Texto mostrado:
****

Cuestionada la constitucionalidad de una norma, la Justicia (en última instancia la Corte) debe decidir si hay o no violación de la Carta Magna. Si los jueces encuentran que tal violación no existe, la norma tendrá vigencia plena y nadie podrá incumplirla. En cambio, si la justicia la juzga inconstitucional, será como si, para quien la cuestionó, esa norma nunca hubiese existido.
Lo saben hasta los alumnos de la secundaria que han estudiado Instrucción Cívica. Pero lo olvidan (o parecen olvidarlo) funcionarios que sueñan con tener a la Constitución en el bolsillo.
Hay, en la Argentina actual, quienes añoran, no ya los poderes omnímodos de las Juntas, pero sí las facilidades que daba la “Corte adicta”: aquella que armó el presidente Carlos Menem, nombrando a cinco jueces aliados para asegurarse la “mayoría automática”.
Es una aspiración que debería dejarse de lado.
No cabe pretender que un miembro de la Corte sea leal, no a la Constitución, sino al gobierno que lo promovió.

****

Datos:
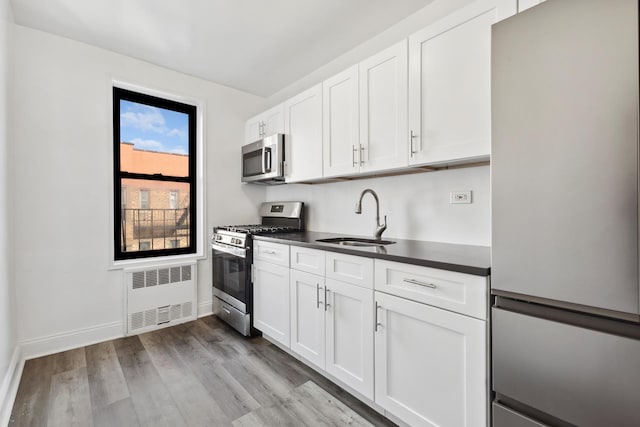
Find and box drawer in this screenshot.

****

Tareas:
A) Resume en dos oraciones el texto sobre el control de constitucionalidad.
B) Redacta lo que sigue al texto sobre el control de constitucionalidad, a partir de su última oración.
El material no forma parte del texto sobre el control de constitucionalidad.

Respuestas:
A) Cuando se cuestiona la constitucionalidad de una norma, la Justicia, y en última instancia la Corte, decide si viola la Carta Magna: si no la viola, la norma rige plenamente, y si es inconstitucional, para quien la cuestionó es como si nunca hubiese existido. Hay funcionarios que parecen olvidarlo y añoran la "Corte adicta" que armó Carlos Menem con cinco jueces aliados, pero no cabe pretender que un miembro de la Corte sea leal al gobierno que lo promovió en lugar de a la Constitución.

B)
Si los jueces sintieran que tienen una deuda de gratitud, también el presidente Néstor Kirchner, y su sucesora, habrían gozado de una mayoría automática en la Corte. Él nombró a cuatro de los siete miembros que hoy integran el tribunal.
En los últimos días fue notorio que, a juicio de varios funcionarios, la deuda de gratitud existe y debe ser honrada. Se los ha oído decir que, si se apartan de la voluntad oficial, los jueces incurren en infidelidad política , promueven la inestabilidad institucional y hacen que los poderes del Estado entren en conflicto.
Esto ocurre a propósito de la Ley de medios, norma a la cual el Gobierno asigna una importancia capital. Pero puede haber, en el futuro, objetivos tanto o más importantes, y sería demasiado grave que ahora se cristalizara -en el Gobierno y en la parte de la población que lo apoya- la idea de que los magistrados deben obediencia.
Más allá del caso que hoy conmueve, debe quedar claro que la Justicia no está obligada a la aceptación incondicional de cualquier texto aprobado por el Congreso , sin importar que ese texto se ajuste o no a la Constitución.
Lo primero que debe desaparecer es una teoría extravagante, esbozada recientemente por algunas figuras del Gobierno, según la cual la Justicia, en caso de no avalar los actos del Ejecutivo o “alzarse” contra una ley, contraviene la voluntad popular expresada en las urnas.
La Constitución no tolera que la Justicia sea sometida a los vaivenes electorales. Quiere que los gobiernos sean transitorios y la justicia, permanente.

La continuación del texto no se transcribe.